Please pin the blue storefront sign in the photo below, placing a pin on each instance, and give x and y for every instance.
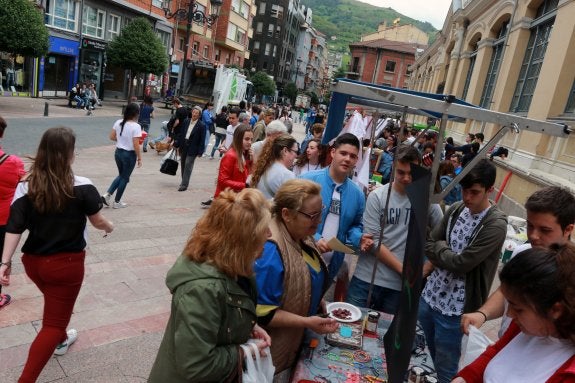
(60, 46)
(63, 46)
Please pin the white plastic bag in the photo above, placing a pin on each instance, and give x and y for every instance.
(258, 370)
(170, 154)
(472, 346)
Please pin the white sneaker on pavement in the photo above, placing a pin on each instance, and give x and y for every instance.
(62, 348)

* * *

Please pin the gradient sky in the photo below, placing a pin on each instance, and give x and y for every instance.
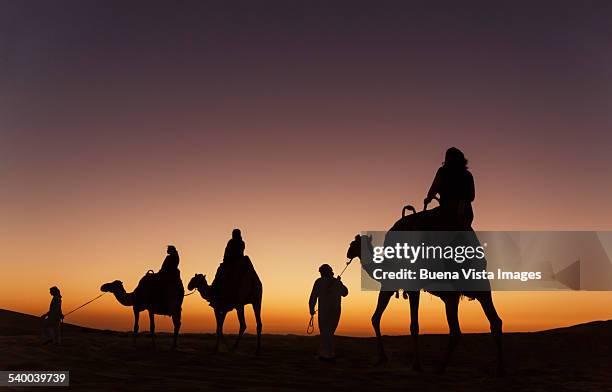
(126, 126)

◆ Aim of the task
Count the lines above that contain the string "below", matching case exactly, and reply with only the number.

◆ Result of this exercise
2